Could you reproduce the text of every one of the rows below word for word, leaving out the pictures?

## Data shown
━━━━━━

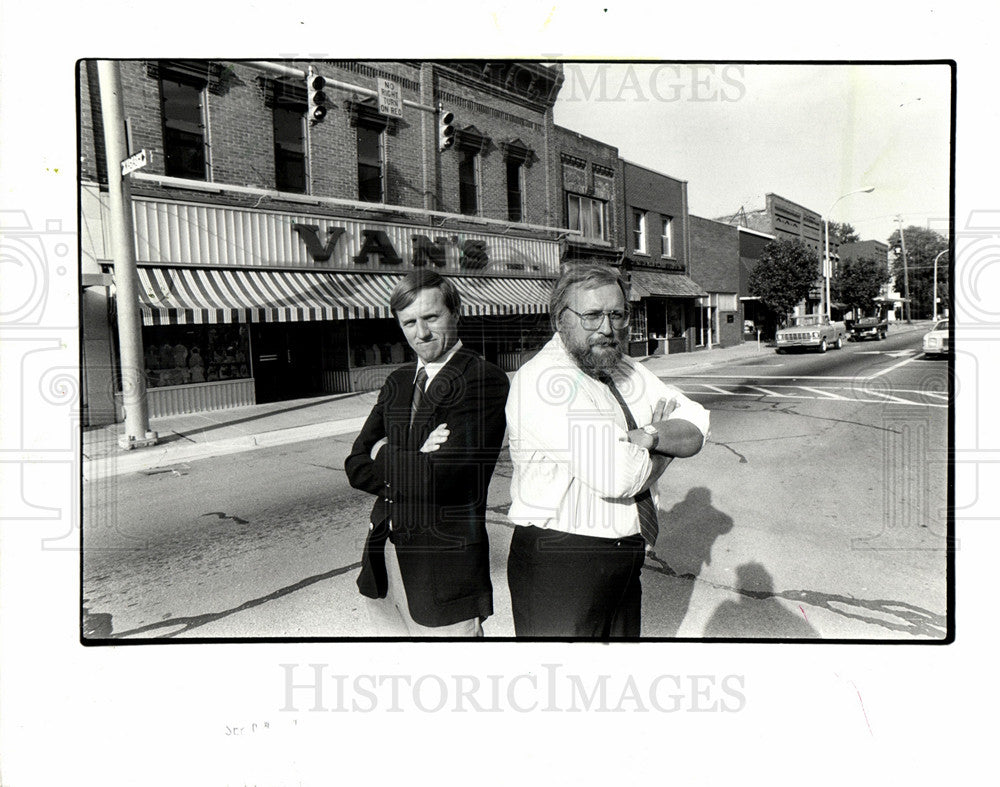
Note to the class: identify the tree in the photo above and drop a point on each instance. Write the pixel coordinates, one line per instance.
(785, 274)
(858, 282)
(843, 233)
(922, 246)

━━━━━━

## Exercise response
Note to the class: identify the tree in the photo above and drop a point on each instance. Write the pixel coordinates, one line per instance.
(785, 274)
(858, 282)
(843, 233)
(922, 246)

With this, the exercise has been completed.